What the task requires | Only the lines from the line with "Objective — drop a marker on each instance of the indentation" through the end of the records belong in your reply, copied exactly, with every picture left out.

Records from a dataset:
※
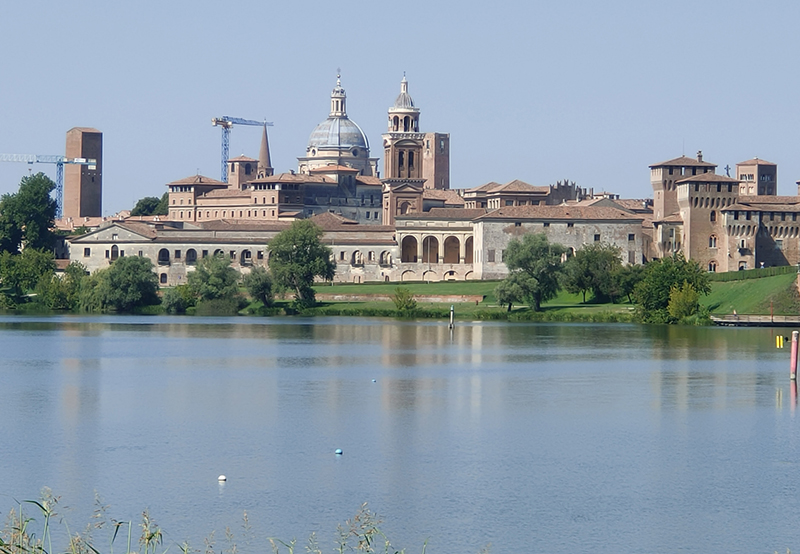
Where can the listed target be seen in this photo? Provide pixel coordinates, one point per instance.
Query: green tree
(404, 300)
(146, 206)
(626, 278)
(259, 285)
(512, 290)
(538, 263)
(297, 257)
(684, 301)
(592, 269)
(214, 278)
(652, 293)
(61, 292)
(27, 217)
(20, 273)
(129, 283)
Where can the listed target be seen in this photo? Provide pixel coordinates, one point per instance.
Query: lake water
(534, 438)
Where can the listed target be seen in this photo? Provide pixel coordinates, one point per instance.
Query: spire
(264, 162)
(338, 98)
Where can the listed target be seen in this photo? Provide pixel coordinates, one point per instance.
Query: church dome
(338, 132)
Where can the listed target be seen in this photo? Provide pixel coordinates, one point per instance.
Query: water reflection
(549, 438)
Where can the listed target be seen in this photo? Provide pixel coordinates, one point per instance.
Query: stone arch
(409, 249)
(452, 248)
(430, 250)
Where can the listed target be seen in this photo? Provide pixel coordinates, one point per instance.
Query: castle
(410, 225)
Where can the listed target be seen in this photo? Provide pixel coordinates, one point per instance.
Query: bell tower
(403, 182)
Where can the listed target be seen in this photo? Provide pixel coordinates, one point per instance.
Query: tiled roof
(225, 193)
(707, 178)
(484, 188)
(756, 161)
(520, 186)
(563, 212)
(369, 180)
(333, 168)
(293, 178)
(197, 180)
(327, 219)
(684, 161)
(450, 197)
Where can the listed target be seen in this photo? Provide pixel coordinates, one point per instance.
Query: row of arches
(451, 253)
(708, 202)
(245, 257)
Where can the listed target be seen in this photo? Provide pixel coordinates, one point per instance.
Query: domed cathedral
(413, 161)
(338, 141)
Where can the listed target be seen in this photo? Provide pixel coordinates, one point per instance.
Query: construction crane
(60, 161)
(226, 122)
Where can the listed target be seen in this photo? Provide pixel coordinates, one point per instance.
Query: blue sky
(540, 91)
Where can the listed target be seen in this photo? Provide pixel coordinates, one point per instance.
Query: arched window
(409, 249)
(451, 250)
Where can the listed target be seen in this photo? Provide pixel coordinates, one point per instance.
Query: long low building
(438, 245)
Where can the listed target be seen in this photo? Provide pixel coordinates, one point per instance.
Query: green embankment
(754, 296)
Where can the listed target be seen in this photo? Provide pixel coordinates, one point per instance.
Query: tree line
(665, 290)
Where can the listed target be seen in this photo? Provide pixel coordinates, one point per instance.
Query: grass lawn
(754, 296)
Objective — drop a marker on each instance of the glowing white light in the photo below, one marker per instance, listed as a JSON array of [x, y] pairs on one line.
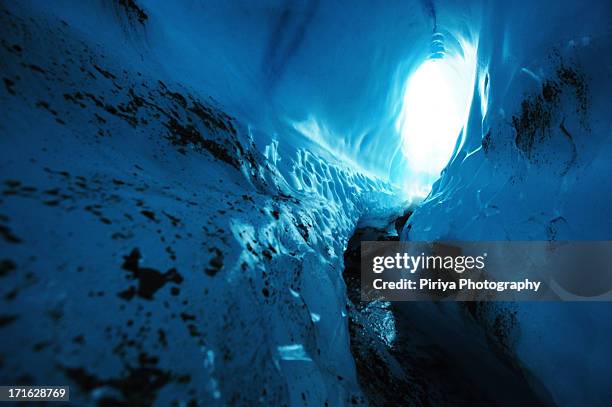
[[436, 105]]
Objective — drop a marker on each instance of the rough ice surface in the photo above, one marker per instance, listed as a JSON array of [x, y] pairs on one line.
[[535, 165], [179, 181], [151, 234]]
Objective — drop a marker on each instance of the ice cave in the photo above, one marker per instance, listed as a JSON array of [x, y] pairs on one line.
[[185, 186]]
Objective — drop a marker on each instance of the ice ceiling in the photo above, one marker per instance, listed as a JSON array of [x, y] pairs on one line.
[[127, 157]]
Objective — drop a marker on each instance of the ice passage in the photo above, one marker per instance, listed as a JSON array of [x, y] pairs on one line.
[[184, 187]]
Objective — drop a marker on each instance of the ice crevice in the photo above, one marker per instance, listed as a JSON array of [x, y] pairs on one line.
[[196, 197]]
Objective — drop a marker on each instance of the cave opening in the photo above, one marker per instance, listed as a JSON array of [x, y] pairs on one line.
[[436, 104]]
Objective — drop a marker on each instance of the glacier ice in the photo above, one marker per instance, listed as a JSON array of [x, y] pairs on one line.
[[180, 181]]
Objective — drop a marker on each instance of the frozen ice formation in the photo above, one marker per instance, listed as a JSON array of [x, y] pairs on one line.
[[179, 182]]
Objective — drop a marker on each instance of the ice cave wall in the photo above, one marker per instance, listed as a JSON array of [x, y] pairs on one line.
[[160, 245], [535, 165]]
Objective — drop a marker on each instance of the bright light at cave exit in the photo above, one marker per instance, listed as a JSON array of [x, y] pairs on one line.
[[436, 105]]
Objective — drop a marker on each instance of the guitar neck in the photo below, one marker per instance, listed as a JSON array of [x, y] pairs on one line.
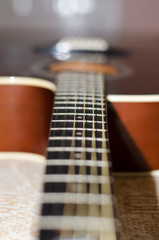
[[77, 200]]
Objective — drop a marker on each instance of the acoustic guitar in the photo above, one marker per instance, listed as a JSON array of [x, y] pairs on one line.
[[88, 123]]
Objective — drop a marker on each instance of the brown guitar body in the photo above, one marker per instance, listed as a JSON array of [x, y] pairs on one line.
[[133, 135]]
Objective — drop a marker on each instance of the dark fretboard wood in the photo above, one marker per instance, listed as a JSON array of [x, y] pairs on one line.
[[77, 199]]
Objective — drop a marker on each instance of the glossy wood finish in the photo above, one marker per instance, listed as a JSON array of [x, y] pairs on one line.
[[134, 139], [25, 118]]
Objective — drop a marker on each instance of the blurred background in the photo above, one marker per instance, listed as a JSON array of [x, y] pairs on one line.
[[52, 19]]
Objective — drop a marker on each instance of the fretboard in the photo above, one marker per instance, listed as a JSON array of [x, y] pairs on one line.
[[77, 200]]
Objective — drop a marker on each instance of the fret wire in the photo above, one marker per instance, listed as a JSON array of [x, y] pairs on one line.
[[77, 120], [88, 114], [78, 96], [77, 223], [82, 209], [78, 138], [81, 108], [71, 169], [66, 97], [81, 162], [77, 149], [76, 178], [77, 198], [78, 102], [77, 129]]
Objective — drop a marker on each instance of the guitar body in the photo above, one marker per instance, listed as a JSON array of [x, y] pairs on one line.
[[132, 112]]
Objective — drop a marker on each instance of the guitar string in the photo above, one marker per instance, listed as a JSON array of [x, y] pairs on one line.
[[85, 130], [69, 209]]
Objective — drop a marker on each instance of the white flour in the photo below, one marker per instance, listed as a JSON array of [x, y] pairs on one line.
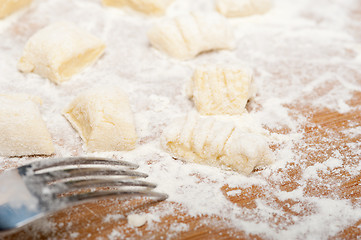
[[304, 53]]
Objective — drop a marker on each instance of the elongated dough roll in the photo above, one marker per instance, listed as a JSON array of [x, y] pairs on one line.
[[59, 51], [23, 131], [219, 89], [206, 140], [103, 119], [184, 37]]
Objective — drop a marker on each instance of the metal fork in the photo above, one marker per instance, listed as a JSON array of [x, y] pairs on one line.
[[35, 190]]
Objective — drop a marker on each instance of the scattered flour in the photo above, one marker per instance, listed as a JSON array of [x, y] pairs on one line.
[[305, 54]]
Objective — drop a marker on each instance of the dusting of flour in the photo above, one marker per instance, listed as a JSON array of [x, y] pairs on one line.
[[306, 54]]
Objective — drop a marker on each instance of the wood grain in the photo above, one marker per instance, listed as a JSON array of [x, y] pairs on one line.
[[87, 220]]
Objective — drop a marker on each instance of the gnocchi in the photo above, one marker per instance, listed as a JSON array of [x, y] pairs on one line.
[[59, 51], [209, 141], [184, 37]]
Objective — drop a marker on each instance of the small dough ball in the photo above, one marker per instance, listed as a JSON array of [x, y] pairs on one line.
[[152, 7], [59, 51], [209, 141], [243, 8], [184, 37], [103, 119], [7, 7], [23, 131], [137, 220], [221, 90]]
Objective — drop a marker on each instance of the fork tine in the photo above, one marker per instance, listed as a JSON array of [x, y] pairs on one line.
[[62, 188], [124, 193], [89, 173], [79, 162], [107, 183]]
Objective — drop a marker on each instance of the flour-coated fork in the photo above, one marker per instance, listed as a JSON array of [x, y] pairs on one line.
[[37, 189]]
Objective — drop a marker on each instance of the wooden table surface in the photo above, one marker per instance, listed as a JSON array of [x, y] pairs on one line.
[[324, 133], [88, 219]]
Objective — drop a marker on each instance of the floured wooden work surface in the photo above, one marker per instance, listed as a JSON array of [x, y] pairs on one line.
[[307, 58]]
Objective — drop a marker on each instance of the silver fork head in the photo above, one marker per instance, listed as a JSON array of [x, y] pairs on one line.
[[42, 187]]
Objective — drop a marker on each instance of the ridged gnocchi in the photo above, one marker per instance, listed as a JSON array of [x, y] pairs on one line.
[[219, 143], [221, 90], [23, 131]]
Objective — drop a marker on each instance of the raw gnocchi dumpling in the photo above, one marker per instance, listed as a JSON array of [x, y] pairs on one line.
[[59, 51], [103, 119], [221, 89], [7, 7], [23, 131], [156, 7], [243, 8], [184, 37], [206, 140]]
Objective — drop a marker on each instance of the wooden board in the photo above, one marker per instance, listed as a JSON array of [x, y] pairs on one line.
[[323, 135]]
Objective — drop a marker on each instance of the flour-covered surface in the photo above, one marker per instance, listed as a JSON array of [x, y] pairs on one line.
[[307, 61]]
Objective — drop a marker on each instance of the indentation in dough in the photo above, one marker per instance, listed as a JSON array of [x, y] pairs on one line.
[[184, 37], [220, 143], [221, 90], [103, 119], [23, 131], [59, 51], [7, 7], [156, 7], [243, 8]]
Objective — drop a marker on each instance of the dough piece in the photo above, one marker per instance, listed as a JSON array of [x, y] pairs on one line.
[[221, 90], [184, 37], [59, 51], [7, 7], [103, 119], [153, 7], [23, 131], [206, 140], [243, 8]]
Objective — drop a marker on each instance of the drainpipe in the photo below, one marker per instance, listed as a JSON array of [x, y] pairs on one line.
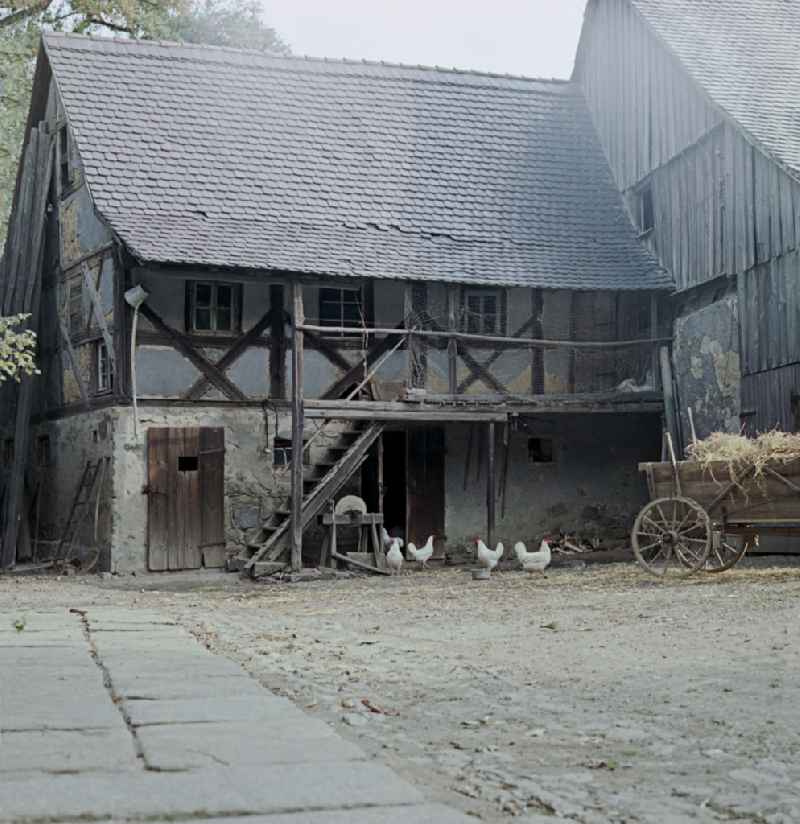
※
Answer to the problem |
Objective — drop a marker on each instance of the indentation in dough in the photo above, one marker per instance, listed as a JSON array of [x, y] pairs on one line.
[[184, 37], [220, 143], [221, 90], [103, 119], [23, 131], [59, 51], [7, 7], [156, 7], [243, 8]]
Objective — drop a marker on each instance of the dough piece in the photo above, one marker per instance, listed as a JSON array of [x, y] pairs on one line.
[[221, 90], [184, 37], [59, 51], [7, 7], [103, 119], [153, 7], [23, 131], [206, 140], [243, 8]]
Objective — drop a marker on each instance of the drainpipe in the photo below, one marker per instance, listed as a JSON array of [x, y] pairs on one line.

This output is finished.